The switch 111a is a switch for charging the modulation voltage to the capacitor 112a, and is provided between the modulation wiring 102 and the plus electrode of the capacitor 112a. The negative electrode of the capacitor 112a is connected to the ground wiring (Vgnd). The switches 111b and 111c are switches for charging the modulation voltage to the capacitor 112b. The switch 111b is provided between the modulation wiring 102 and the positive electrode of the capacitor 112b, and the switch 111c is provided between the negative electrode of the capacitor 112b and the ground wiring (Vgnd). The switch 111d is a switch for connecting the two capacitors 112a and 112b in series, and is provided between the plus electrode of the capacitor 112a and the minus electrode of the capacitor 112b. The switches 111a to 111d are controlled to be turned on / off by a selection voltage. However, the switch 111d has a reverse operation to the other switches 111a to 111c, that is, has a characteristic of opening when selected and closing when not selected. These switches 111a to 111d are also preferably realized by thin film transistors.

(Operation of pixel circuit)

• • • • • • •

_EXERCISE TASK_
Carry on with the pixel circuit description from the point where it stops.

_DATA EXTRACT_

• • • • • • •

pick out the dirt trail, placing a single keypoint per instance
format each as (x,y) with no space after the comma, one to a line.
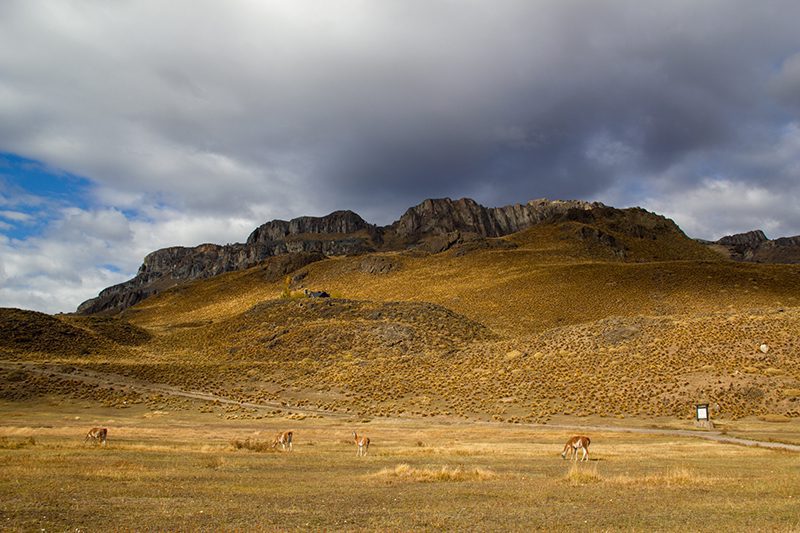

• • • • • • •

_EXERCISE RESPONSE_
Next, the operation timing of the pixel circuit according to the first embodiment will be described with reference to FIG. In FIG. 5, the horizontal axis represents time. Each waveform indicates the voltage of the modulation wiring 102, the voltage of the scanning wiring 103, the cycle, the gate voltage of the FET 113, the source voltage of the FET 113, the voltage of the capacitor 112a, and the voltage of the capacitor 112b.

  In the first embodiment, the drive timing is designed with one scan period as two cycles. Cycle 1 is a cycle for setting a modulation voltage, and the voltage of the modulation wiring 102 is not stable at a desired voltage. Cycle 2 is a period in which the voltage of the modulation wiring 102 is stabilized at a desired voltage, and is a period in which the selection voltage is applied to the scanning wiring 103.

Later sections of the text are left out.